WHAT YOU SHOULD DO >>
Transcribe the records exactly from the line with "For the benchmark, mark every instance of the street" to the end, both included.
..............................
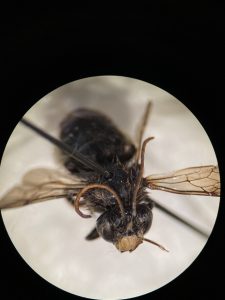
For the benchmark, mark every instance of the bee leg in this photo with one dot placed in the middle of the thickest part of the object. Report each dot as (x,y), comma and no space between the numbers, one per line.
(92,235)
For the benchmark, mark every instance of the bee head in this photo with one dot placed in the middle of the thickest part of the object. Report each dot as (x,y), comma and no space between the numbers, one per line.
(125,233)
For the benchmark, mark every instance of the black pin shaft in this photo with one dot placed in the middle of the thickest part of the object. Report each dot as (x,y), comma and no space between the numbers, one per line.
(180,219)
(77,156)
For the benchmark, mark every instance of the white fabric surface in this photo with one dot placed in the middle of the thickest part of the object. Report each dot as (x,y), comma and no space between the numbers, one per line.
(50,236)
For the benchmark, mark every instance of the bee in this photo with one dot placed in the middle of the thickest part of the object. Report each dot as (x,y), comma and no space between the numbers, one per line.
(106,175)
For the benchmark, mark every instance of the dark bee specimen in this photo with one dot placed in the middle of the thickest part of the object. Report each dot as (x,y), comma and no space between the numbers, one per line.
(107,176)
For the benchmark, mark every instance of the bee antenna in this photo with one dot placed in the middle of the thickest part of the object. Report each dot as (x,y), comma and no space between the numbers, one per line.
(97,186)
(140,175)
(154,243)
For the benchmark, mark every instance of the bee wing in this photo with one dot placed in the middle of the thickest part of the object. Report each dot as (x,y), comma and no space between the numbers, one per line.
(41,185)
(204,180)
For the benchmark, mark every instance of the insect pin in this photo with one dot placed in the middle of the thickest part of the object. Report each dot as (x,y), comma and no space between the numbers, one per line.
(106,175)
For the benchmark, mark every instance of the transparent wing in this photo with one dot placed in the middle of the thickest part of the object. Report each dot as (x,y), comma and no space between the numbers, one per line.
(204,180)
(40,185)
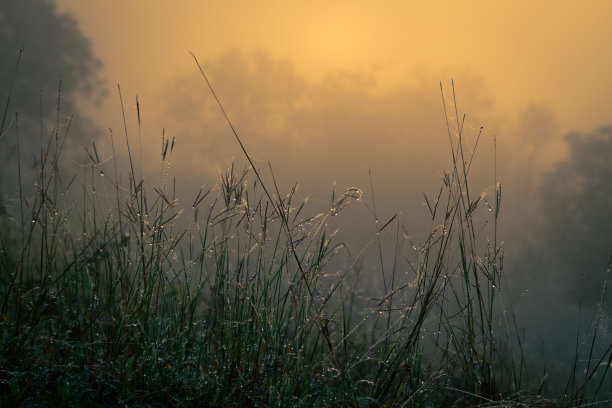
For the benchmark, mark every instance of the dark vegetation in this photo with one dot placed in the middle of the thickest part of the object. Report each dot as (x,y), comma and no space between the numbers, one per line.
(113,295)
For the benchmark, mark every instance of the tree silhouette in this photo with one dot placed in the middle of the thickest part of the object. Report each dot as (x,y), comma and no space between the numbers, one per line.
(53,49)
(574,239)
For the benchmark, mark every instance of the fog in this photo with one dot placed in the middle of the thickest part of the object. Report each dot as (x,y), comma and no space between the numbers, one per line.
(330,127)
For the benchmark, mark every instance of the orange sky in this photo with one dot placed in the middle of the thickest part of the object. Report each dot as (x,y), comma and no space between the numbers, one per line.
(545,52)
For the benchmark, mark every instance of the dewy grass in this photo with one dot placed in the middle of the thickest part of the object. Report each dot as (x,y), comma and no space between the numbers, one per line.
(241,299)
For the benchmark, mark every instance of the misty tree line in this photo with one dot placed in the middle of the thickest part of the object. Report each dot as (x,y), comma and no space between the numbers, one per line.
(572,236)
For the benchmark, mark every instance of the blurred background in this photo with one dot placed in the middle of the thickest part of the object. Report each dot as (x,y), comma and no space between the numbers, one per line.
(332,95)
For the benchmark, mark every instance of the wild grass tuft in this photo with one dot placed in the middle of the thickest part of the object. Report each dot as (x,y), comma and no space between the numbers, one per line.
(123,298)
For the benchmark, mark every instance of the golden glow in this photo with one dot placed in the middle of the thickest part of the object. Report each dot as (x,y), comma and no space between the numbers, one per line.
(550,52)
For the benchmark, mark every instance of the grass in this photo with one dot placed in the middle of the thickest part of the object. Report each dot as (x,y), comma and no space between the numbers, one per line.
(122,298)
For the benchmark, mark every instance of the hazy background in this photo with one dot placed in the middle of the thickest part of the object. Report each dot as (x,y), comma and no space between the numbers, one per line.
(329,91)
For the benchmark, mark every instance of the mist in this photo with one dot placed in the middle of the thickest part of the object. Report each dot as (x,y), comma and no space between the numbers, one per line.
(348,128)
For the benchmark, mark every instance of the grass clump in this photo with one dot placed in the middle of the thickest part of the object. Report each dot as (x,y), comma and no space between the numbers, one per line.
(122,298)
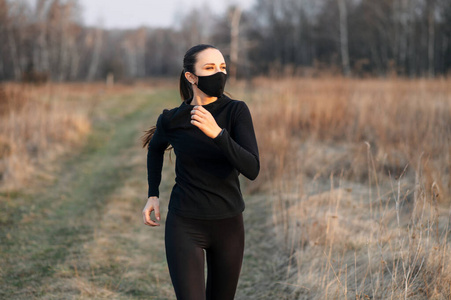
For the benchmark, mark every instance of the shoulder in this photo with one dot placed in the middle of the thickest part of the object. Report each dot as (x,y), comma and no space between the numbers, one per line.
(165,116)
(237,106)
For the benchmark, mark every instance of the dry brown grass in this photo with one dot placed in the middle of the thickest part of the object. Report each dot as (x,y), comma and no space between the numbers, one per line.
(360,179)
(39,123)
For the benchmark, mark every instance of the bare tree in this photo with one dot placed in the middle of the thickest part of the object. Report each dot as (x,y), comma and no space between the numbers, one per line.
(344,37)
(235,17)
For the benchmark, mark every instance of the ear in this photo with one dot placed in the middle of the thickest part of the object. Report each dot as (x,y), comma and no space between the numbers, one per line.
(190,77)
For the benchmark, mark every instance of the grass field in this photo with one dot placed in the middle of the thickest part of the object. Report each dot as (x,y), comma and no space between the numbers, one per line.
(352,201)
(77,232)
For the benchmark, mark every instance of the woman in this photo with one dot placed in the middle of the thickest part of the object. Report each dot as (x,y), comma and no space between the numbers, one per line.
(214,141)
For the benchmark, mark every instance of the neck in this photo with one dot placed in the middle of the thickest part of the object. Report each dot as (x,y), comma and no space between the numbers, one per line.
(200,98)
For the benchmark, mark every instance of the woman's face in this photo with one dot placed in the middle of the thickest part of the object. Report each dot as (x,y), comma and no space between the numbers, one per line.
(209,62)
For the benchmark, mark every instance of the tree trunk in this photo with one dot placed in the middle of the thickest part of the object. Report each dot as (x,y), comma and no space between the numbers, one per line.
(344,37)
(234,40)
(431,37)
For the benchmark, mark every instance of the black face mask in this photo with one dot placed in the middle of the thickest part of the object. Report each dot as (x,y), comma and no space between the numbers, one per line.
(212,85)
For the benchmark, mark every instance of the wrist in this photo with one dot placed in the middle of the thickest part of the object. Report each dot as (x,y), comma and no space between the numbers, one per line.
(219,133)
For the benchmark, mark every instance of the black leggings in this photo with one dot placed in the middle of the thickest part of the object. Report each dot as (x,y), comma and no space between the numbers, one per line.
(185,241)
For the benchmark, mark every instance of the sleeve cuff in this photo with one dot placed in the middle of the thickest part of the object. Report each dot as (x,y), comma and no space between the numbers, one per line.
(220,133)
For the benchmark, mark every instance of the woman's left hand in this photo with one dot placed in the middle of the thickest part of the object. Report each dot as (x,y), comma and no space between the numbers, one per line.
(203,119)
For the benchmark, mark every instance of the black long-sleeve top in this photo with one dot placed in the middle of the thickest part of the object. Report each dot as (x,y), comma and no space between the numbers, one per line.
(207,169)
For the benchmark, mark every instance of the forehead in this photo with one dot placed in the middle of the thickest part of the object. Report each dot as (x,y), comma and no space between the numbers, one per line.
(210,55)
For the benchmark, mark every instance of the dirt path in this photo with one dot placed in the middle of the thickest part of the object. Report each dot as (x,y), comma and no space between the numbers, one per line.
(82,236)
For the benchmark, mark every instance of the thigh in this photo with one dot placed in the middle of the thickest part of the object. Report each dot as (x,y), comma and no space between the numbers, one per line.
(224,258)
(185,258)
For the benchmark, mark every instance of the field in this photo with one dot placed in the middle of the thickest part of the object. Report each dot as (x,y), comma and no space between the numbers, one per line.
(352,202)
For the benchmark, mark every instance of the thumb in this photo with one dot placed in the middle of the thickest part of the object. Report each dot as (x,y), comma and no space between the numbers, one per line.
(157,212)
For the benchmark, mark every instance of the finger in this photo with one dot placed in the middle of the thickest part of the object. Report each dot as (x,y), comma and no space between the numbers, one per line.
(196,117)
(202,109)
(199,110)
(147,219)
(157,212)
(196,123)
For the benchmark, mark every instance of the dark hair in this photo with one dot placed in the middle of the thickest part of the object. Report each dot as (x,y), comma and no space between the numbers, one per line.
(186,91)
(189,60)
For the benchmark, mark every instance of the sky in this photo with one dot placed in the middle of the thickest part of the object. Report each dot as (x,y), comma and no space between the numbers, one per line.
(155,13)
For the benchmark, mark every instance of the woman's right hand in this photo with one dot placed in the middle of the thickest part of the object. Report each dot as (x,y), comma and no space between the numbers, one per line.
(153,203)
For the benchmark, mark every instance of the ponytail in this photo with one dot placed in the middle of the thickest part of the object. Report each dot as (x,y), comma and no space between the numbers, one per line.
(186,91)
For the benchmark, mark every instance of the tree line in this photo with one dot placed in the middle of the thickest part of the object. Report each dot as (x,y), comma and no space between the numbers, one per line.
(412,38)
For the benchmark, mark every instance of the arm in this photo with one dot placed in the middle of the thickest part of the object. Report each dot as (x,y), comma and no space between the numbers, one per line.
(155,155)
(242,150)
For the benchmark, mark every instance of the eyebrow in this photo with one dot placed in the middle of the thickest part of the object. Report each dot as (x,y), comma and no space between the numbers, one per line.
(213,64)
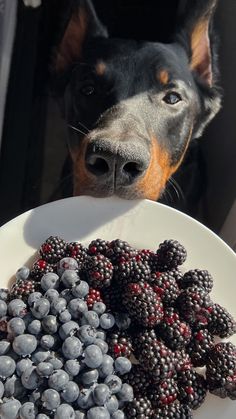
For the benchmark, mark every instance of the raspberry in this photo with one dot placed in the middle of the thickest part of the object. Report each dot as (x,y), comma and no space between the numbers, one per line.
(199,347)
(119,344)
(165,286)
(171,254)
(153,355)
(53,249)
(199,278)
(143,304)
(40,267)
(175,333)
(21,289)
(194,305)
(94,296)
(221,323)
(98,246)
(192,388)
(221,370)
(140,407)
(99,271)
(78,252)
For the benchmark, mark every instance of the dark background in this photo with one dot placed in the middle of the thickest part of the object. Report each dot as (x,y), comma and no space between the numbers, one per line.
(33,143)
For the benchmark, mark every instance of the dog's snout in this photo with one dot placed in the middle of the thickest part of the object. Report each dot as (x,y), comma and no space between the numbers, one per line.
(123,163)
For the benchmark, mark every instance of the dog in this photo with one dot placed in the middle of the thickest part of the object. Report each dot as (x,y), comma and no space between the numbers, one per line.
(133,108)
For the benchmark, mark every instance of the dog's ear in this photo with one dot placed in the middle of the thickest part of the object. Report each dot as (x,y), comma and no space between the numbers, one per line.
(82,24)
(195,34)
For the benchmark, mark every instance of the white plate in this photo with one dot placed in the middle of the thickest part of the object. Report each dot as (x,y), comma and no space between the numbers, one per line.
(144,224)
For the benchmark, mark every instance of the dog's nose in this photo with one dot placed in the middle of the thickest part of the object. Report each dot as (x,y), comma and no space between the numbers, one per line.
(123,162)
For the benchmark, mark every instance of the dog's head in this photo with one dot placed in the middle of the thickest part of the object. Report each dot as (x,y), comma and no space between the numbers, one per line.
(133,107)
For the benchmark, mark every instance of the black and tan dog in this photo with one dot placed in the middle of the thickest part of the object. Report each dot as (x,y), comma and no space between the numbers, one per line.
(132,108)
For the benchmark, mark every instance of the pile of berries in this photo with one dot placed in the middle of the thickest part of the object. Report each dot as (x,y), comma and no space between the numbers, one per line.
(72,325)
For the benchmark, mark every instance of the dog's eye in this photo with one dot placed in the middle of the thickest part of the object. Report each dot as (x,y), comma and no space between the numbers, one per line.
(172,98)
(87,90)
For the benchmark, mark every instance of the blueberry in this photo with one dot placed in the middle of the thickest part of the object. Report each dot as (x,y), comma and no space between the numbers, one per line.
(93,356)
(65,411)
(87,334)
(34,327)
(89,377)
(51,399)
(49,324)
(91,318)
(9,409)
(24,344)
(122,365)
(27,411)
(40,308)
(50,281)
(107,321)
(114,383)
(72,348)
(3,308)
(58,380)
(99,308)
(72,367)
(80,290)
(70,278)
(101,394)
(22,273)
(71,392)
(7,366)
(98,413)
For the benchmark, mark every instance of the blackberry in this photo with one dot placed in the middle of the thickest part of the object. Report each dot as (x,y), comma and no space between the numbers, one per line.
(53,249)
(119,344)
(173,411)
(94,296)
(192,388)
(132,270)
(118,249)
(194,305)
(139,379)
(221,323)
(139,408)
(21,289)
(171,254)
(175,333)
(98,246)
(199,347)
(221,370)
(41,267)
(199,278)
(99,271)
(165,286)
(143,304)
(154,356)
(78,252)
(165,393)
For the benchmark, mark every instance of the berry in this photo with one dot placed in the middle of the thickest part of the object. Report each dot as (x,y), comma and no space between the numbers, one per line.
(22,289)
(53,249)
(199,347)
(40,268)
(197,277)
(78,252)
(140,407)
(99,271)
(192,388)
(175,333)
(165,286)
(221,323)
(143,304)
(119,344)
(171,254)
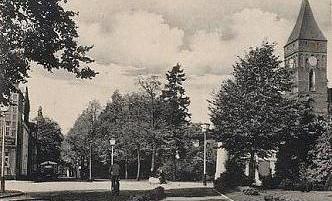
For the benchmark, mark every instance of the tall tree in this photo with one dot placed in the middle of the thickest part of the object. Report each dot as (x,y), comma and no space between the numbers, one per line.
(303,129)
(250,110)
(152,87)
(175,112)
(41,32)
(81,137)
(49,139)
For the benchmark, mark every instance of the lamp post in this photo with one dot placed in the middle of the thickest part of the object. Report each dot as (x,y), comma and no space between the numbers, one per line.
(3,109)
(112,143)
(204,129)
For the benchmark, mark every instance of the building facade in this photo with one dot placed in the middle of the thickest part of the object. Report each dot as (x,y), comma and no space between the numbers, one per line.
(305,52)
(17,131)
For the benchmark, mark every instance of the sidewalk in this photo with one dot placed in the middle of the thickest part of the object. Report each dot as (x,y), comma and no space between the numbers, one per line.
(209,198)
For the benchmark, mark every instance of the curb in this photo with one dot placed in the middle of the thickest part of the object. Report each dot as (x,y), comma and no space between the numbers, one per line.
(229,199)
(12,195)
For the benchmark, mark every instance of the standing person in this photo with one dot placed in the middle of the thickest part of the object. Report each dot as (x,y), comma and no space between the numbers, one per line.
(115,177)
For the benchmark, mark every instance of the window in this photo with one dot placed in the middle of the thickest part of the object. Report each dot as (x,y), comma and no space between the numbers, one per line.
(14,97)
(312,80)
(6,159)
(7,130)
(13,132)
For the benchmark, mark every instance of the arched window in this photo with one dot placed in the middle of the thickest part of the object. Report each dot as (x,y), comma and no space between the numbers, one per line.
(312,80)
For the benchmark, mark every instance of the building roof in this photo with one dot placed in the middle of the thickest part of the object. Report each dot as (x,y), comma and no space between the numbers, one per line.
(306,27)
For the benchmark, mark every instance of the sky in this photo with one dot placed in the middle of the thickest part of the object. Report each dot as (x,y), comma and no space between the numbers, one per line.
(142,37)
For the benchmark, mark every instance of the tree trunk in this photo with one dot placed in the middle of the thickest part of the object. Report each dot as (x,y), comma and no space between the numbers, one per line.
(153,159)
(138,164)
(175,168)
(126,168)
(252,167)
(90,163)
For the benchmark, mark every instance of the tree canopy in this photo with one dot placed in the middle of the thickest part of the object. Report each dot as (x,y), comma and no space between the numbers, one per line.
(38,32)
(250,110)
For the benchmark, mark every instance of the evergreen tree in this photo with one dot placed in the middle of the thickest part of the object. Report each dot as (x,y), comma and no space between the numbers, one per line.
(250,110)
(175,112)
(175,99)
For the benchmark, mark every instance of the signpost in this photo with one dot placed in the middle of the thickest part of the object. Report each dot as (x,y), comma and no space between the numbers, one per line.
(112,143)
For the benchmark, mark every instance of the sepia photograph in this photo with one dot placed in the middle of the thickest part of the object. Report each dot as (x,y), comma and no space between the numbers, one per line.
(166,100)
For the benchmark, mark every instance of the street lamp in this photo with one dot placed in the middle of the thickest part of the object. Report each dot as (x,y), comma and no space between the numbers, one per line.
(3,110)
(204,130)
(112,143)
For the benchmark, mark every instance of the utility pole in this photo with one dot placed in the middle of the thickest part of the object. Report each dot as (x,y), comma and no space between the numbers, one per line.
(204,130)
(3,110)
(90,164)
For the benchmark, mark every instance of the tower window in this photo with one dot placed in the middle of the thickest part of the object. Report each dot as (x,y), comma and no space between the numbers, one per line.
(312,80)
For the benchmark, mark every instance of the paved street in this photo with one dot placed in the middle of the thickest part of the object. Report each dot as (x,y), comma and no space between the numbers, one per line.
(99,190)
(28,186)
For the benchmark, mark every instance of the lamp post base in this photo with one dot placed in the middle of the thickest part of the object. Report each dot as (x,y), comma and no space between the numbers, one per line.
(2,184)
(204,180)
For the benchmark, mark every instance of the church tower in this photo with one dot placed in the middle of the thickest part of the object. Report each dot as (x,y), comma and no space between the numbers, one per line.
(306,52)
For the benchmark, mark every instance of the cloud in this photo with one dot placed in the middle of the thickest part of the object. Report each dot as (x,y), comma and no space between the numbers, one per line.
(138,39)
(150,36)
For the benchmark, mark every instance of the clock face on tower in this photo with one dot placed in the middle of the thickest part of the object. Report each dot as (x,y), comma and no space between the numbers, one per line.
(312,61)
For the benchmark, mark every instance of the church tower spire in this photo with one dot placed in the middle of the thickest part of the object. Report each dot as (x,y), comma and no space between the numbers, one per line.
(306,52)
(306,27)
..............................
EXERCISE RESULT >>
For the benchmark, mark every instance of the street lamp in this photo with one dot placed in the middle of the thickest part of the object. Report each dot as (x,y), comma and no space between the numbers, one per line.
(3,110)
(204,130)
(112,143)
For the benchmark, mark every instance of the utility pole in this photo with one dot placed in the middle of the thickest part of the object. Report each dot as (x,y), comma and no space between the numbers, one per line.
(204,130)
(3,110)
(90,164)
For the benchmark, mark every instance of the tower window in this photo with one dot placed in the middle of the thickest part of the object. Report each dot as (x,y), comma and no space between the numbers, one per line.
(312,80)
For the benchmark, mark every instance of the paved street in this photo with one dot placed in the middle of the thickest part of the object. Report each dot as (x,y), comma and no space between the numbers, one per line.
(99,190)
(28,186)
For the benchmark, mark every instance of the lamp post base in this photo with one dot placed in the middle of the thickest part of the object. Report each dot as (x,y), comma and no space between the numbers, one per line.
(2,184)
(204,180)
For the benchmark, mark every instance of the church tower in this photo with one dot placed in the middle of the thickest part of the object. Report each dot as (x,y), comma and no space between the numbers, one per line.
(306,52)
For the benchmark, mark every instance of the cloud in this photo with one dot placed in the middle of the thickest part of the object. Report each dot as (x,y), comma and no space between the numbers, one per line.
(138,39)
(150,36)
For the benchmark, mark every instance of the clock face on tower in this photo with one dot placed in the middle of the thickest part of the object. Report each dot as (x,y), comma and no space between the numbers, one per line.
(312,61)
For the benchmark, mark every instance of the church tower spire in this photo with one dot placed in the middle of the thickest part of the object. Report each dot as (x,y), comma and no space between the numbers, one per line.
(306,52)
(306,27)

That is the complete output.